- Supplied information
START
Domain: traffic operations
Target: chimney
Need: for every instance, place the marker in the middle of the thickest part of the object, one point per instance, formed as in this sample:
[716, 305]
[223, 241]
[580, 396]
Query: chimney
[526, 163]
END
- Your instructions
Express all of the data above as a JSON list of strings, with one string for each line and blank lines omitted.

- Exercise solution
[
  "Domain: traffic operations",
  "Target: chimney",
  "Need: for every instance, place the marker in the middle of the thickest part of the object, one point per instance, formed as in this sample:",
  "[716, 305]",
  "[223, 241]",
  "[580, 396]",
  "Query: chimney",
  "[526, 163]"
]